--- START OF Reading text ---

In the early seventies, Richard Nixon signed the law that formed the EPA. This allowed federal law to enforce standards for our environment. There were laws made before and after but this formed a federal entity to help out the states. Taxes and costs were cheaper for states that had no standards so we needed something to make it the same for everyone. This way the negligent communities didn’t put the diligent ones out of business. Stacks could no longer produce smoke and every area had to submit plans for controlling waste. Anything that could make it into the watershed, representing our rivers and lakes, had to be purified first. I grew up with strong environmental opinions and surprisingly the answer for us then was nuclear power. My spare time was spent drawing their systems out and designing nuclear cars. I was a weird kid.
My dad helped build a nuclear plant right next to a big city in Michigan. The company was building it to be environmentally responsible. The Three Mile Island incident caused an outcry against the plant. It was abandoned, my dad lost his job and they turned it into a natural gas power plant years later. It was an expensive lesson for the ratepayers in our state and the company. But they were just trying to be responsible with the environment.

--- END OF Reading text ---
--- START OF Entries ---

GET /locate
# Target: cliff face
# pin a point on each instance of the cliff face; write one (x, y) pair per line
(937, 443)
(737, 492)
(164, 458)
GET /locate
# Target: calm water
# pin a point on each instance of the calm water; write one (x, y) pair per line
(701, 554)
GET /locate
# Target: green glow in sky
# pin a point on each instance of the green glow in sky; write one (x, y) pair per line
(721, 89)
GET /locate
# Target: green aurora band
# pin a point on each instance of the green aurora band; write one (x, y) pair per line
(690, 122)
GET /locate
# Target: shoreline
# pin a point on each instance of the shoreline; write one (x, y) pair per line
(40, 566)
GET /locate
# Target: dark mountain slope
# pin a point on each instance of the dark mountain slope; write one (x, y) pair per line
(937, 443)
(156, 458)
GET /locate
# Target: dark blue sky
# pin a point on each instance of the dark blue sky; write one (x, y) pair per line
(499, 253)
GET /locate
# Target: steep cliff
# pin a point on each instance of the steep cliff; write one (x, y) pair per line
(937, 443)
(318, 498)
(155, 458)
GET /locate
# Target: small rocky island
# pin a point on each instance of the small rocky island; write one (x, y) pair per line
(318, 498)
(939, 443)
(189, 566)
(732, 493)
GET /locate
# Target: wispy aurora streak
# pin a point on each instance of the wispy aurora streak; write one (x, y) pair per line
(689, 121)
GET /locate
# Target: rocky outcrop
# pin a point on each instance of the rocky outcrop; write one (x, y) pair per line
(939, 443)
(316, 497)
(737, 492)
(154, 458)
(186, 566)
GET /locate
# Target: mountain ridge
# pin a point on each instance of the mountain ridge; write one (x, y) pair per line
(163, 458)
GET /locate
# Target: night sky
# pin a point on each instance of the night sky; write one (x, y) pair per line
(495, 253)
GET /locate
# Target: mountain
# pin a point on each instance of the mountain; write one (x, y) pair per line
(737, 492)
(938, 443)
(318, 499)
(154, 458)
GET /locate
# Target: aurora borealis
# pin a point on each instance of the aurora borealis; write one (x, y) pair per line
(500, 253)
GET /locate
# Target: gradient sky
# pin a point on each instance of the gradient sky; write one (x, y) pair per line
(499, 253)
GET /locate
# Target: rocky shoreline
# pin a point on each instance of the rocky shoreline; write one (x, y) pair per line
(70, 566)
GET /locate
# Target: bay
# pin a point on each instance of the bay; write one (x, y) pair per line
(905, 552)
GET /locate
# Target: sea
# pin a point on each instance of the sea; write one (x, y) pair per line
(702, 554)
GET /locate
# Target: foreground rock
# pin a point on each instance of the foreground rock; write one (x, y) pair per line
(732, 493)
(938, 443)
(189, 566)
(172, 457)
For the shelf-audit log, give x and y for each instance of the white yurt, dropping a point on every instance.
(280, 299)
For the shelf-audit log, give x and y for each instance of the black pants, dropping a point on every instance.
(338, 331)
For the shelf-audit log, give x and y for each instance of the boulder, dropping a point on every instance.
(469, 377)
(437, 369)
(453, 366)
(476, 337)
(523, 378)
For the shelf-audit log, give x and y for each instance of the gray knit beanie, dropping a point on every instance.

--- END OF Entries ---

Task instructions:
1) Copy out the passage about the EPA from "My dad helped" up to and including "with the environment.".
2) List every proper name in the passage about the EPA.
The items above have no part in this work.

Problem solutions:
1)
My dad helped build a nuclear plant right next to a big city in Michigan. The company was building it to be environmentally responsible. The Three Mile Island incident caused an outcry against the plant. It was abandoned, my dad lost his job and they turned it into a natural gas power plant years later. It was an expensive lesson for the ratepayers in our state and the company. But they were just trying to be responsible with the environment.

2) Richard Nixon, EPA, Michigan, Three Mile Island